[Exercise inputs]
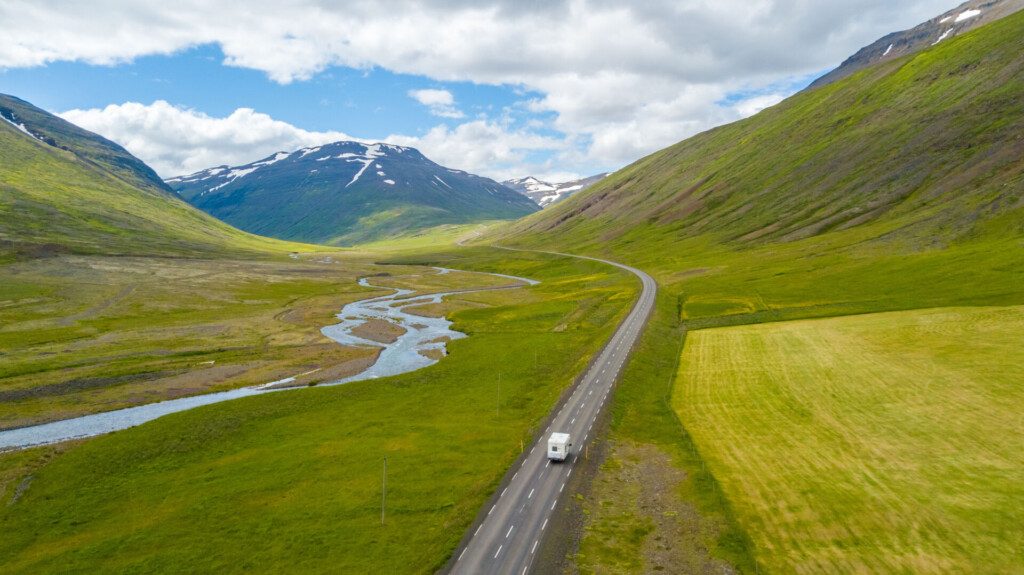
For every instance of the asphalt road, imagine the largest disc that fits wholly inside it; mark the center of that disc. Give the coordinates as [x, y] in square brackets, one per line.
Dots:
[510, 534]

==

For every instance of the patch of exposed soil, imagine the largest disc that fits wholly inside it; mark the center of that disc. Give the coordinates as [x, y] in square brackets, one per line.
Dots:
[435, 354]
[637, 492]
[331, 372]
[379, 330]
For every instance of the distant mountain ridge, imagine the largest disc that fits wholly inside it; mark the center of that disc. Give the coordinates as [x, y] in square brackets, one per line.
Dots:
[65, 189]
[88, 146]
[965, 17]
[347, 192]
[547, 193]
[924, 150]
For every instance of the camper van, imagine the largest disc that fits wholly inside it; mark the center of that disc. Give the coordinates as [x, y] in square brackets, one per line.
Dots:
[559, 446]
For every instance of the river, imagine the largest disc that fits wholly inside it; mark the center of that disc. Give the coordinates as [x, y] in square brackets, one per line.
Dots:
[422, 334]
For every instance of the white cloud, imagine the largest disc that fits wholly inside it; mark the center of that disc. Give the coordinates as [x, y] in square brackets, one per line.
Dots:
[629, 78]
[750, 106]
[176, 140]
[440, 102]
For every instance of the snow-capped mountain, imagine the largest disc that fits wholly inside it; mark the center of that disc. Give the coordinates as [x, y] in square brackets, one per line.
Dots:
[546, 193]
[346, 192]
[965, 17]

---

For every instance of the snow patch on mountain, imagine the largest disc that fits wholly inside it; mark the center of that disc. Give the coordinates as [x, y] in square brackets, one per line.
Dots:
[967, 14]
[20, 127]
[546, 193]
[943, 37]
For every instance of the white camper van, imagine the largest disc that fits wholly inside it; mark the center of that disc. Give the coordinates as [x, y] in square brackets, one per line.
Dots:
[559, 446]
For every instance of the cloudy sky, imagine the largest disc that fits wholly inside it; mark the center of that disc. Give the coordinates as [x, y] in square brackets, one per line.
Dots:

[Problem to work on]
Pick out each line in the items above that contains the string "snow", and copy those lines in full.

[Written response]
For every instance of the snow-capped mountain, imagine the largest disc that fits wholly inside it; mark the center of that disc. Give the coordinates as [x, y] in square brackets, one per line.
For every instance of the snow patch on mountain, imagine the largest disc that fits wholly inside it; mark the center of that disc. Give the coordinates as [x, y] in square brackets, one per line.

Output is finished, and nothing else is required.